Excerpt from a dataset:
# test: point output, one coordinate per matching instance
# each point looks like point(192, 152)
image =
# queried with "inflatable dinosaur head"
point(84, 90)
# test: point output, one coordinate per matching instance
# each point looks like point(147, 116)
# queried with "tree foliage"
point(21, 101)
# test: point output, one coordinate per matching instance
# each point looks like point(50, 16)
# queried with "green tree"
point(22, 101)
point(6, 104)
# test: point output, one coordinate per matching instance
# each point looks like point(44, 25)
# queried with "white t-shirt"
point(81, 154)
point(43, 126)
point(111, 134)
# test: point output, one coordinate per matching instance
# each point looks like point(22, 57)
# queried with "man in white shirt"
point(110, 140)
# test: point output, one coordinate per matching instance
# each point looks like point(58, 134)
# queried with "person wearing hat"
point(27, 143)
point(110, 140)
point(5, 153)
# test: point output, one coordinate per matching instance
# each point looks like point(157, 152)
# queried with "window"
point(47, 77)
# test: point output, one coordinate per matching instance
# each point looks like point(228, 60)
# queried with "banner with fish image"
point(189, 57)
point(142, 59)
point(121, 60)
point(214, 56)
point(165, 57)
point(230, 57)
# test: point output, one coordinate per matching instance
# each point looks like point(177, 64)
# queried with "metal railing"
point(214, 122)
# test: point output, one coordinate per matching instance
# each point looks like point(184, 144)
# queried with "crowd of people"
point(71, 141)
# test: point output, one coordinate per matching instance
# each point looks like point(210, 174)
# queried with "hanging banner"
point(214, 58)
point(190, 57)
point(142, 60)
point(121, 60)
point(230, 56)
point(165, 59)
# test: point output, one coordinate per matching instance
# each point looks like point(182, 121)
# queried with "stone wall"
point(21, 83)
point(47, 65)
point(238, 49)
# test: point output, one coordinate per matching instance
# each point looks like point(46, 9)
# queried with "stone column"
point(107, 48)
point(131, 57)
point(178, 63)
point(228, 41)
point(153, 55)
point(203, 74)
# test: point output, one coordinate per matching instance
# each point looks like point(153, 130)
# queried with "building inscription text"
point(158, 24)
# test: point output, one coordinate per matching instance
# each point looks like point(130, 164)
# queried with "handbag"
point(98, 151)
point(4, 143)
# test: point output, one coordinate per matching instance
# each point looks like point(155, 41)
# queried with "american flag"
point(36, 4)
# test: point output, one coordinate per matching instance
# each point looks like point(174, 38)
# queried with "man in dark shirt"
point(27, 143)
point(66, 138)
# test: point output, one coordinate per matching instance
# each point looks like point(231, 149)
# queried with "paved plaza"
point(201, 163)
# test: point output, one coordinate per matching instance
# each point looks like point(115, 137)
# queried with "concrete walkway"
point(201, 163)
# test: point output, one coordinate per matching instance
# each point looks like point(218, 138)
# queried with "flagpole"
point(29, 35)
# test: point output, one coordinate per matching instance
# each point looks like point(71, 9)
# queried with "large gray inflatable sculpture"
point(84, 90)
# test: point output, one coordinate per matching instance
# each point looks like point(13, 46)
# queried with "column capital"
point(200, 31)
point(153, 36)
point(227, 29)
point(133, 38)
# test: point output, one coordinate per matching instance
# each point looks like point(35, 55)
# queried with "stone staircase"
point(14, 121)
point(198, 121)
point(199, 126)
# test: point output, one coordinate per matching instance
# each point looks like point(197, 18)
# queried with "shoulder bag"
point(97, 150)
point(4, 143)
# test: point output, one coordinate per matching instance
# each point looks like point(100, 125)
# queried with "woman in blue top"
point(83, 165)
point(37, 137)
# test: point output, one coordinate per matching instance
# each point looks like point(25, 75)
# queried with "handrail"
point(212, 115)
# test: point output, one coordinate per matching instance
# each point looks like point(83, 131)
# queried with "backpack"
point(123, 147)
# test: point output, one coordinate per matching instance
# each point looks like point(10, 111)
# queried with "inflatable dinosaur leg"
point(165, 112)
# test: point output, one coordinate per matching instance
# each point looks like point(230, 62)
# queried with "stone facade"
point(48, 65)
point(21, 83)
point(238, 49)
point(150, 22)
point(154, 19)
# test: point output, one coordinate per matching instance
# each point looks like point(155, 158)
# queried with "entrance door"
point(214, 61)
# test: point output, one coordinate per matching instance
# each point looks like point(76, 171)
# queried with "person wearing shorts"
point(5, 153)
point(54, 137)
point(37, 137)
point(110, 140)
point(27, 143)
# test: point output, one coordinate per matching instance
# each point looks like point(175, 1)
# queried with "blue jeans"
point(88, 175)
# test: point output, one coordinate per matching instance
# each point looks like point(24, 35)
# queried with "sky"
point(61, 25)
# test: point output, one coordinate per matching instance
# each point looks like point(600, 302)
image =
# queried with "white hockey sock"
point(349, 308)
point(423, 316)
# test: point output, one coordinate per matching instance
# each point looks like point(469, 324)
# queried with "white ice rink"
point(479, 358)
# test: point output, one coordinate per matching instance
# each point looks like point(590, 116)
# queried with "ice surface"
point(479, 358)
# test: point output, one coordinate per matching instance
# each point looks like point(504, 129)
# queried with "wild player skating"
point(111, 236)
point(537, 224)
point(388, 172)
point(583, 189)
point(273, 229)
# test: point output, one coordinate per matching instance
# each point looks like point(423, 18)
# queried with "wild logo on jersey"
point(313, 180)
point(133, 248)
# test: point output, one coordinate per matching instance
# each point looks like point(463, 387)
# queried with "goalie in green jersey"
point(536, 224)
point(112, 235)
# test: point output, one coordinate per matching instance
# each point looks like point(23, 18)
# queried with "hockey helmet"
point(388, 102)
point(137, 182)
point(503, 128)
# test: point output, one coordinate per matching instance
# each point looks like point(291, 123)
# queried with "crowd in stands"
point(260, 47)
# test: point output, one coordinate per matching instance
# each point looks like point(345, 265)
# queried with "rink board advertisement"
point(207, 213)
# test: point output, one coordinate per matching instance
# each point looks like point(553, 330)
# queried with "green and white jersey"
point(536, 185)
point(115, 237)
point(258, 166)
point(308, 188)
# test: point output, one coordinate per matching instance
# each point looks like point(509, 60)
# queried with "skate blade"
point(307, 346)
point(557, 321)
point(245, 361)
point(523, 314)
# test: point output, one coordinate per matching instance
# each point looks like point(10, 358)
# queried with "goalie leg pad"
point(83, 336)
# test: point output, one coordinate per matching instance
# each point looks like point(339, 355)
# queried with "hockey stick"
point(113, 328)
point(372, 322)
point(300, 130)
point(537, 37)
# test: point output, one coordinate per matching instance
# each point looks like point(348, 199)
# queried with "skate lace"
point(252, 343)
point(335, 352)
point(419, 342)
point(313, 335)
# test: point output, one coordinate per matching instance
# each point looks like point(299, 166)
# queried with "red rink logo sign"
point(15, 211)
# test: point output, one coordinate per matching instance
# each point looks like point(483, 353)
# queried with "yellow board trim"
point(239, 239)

* * *

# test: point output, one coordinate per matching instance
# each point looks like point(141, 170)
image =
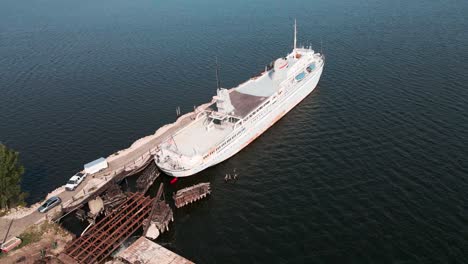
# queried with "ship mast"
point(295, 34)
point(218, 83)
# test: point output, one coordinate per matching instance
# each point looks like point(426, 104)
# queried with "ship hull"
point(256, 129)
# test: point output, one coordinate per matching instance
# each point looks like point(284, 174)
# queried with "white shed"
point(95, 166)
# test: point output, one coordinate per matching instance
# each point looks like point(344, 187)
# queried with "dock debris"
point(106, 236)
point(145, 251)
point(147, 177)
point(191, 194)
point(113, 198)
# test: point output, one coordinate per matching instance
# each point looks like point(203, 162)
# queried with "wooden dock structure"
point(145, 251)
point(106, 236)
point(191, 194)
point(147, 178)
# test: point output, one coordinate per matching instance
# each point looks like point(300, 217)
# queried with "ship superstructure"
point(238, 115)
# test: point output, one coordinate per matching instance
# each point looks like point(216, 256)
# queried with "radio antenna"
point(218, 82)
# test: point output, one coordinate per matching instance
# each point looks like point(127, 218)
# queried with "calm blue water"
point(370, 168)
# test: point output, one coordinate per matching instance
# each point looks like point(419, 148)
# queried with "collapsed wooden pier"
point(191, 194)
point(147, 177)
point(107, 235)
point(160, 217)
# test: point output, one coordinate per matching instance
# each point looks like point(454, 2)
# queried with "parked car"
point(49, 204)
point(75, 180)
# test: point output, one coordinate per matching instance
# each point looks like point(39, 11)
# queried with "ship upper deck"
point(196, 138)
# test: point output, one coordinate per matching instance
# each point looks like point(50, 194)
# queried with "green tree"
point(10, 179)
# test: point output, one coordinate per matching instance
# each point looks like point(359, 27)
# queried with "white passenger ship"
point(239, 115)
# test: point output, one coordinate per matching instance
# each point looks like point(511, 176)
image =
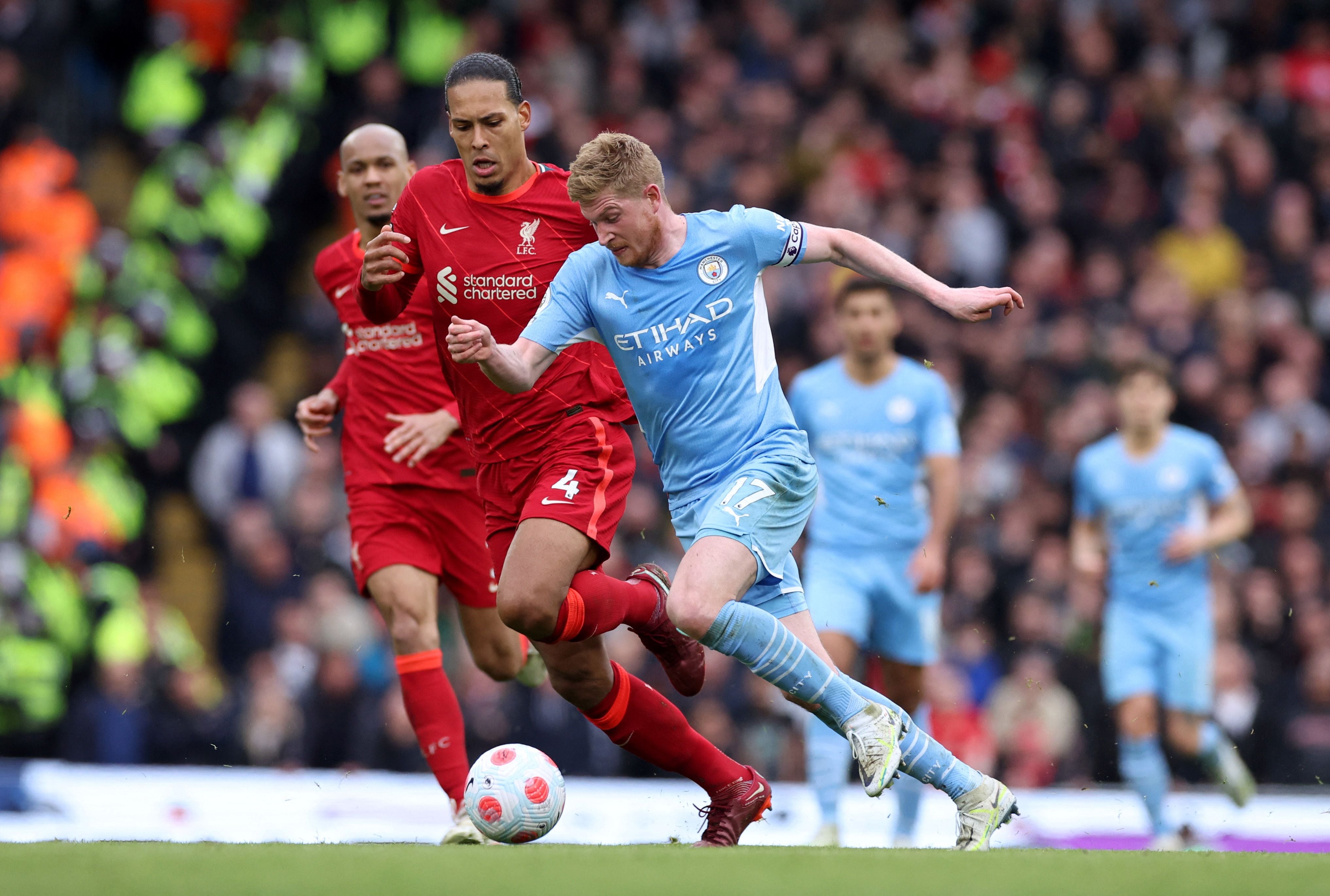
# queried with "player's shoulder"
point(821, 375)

...

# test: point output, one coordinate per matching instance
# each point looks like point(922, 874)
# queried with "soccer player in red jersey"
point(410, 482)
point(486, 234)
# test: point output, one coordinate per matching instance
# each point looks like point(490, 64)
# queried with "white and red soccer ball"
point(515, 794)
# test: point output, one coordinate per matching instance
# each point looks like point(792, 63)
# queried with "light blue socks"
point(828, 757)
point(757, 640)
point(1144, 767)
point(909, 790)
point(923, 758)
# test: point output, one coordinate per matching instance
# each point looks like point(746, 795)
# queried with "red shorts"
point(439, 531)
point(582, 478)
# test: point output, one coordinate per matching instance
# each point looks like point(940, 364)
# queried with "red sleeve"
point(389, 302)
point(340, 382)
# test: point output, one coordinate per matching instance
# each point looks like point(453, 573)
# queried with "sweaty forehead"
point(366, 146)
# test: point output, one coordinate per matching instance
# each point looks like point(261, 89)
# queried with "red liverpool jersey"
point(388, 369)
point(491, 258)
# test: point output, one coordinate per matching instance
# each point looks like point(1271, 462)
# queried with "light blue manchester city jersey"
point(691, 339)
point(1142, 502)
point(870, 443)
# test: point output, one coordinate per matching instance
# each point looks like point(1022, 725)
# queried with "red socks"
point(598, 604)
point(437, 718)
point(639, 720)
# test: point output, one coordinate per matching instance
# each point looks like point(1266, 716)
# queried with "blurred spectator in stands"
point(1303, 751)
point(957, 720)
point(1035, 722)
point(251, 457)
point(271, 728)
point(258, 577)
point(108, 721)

- _THE REQUEST_
Extract every line of the records that contains the word "crowd".

- _OUTPUT FOR THIS EXERCISE_
# queried with "crowd of people"
# queried with "crowd in stands"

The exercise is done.